▸ **PROBLEMS TO WORK ON**
1) Duplicate the passage of the suppressor bill excerpt between "We've talked about" and "for Legislative Action.", inclusive.
2) Condense the paragraph of the suppressor bill excerpt that begins "Since 1934, the federal government" into a shorter version that keeps its main facts.

▸ **SOURCE EXCERPT**
• • • •
We've talked about it as a safety measure.
We have pointed out that what they require on your car is taxed $200 on your fire arm.
Now we may see TRUE common sense !

In a move that gun rights advocates have been pushing for years, Congressman Matt Salmon (R-AZ) has proposed a bill to eliminate suppressors from the overbearing restrictions imposed by the National Firearms Act of 1934 (NFA). The bill is appropriately named the Hearing Protection Act.

“Suppressors significantly reduce the chance of hearing loss for anyone who enjoys the shooting sports,” Chris Cox, executive director of NRA’s Institute for Legislative Action.

“Despite common Hollywood-based misconceptions, the laws of physics dictate that no suppressor will ever be able to render gunfire silent. Suppressors are simply mufflers for firearms,” the American Suppressor Association wrote. “In addition to hearing protection, suppressors also mitigate noise complaints from those who live near shooting ranges and hunting lands.”

“Since day one, the goal of our association has been to remove suppressors from the NFA,” ASA President Knox Williams told “The Hearing Protection Act is the culmination of our efforts to enact pro-suppressor reform on both the state and federal levels.


Williams conceded the push to get the measure through Congress may be uphill, but is worth the fight.

“While we don’t expect the HPA to pass overnight, we are confident that our continued educational and outreach initiatives will ultimately lead to the passage of this critical legislation,” he said. “Its enactment will result in safer and more enjoyable shooting and hunting experiences for generations of sportsmen and women to come.”

Since 1934, the federal government has treated devices designed to muffle or suppress the report of firearms as Title II devices that required registration under the National Firearms Registration and Transfer Record and mandated transfers that included a $200 tax stamp.

“Instead, (if the bill passes) federal law would treat them as firearms which would allow suppressors to transfer through any regular federal firearms license holders to anyone not prohibited from possessing them after the buyer passes an FBI instant background check.”

Any suppressors bought after October 22, 2015 would be subject to a $200 refund for the current federal tax.
• • • •
(Entries from a pointing dataset)
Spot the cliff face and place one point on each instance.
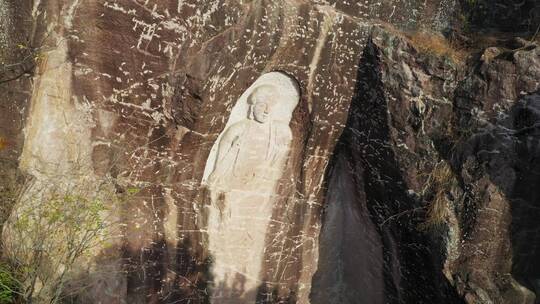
(407, 175)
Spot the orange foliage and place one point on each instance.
(437, 45)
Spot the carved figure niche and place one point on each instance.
(242, 172)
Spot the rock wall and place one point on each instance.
(134, 94)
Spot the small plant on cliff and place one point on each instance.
(9, 286)
(46, 240)
(438, 186)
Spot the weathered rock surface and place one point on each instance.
(134, 95)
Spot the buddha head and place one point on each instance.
(260, 102)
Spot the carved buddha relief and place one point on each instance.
(242, 171)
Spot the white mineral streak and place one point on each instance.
(242, 172)
(57, 134)
(321, 42)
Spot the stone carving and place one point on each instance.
(242, 172)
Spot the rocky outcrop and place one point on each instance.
• • • •
▸ **COMPLETE ANSWERS**
1)
We've talked about it as a safety measure.
We have pointed out that what they require on your car is taxed $200 on your fire arm.
Now we may see TRUE common sense !

In a move that gun rights advocates have been pushing for years, Congressman Matt Salmon (R-AZ) has proposed a bill to eliminate suppressors from the overbearing restrictions imposed by the National Firearms Act of 1934 (NFA). The bill is appropriately named the Hearing Protection Act.

“Suppressors significantly reduce the chance of hearing loss for anyone who enjoys the shooting sports,” Chris Cox, executive director of NRA’s Institute for Legislative Action.

2) Since 1934, federal law has classed suppressors as Title II devices. They must be registered under the National Firearms Registration and Transfer Record, and each transfer requires a $200 tax stamp.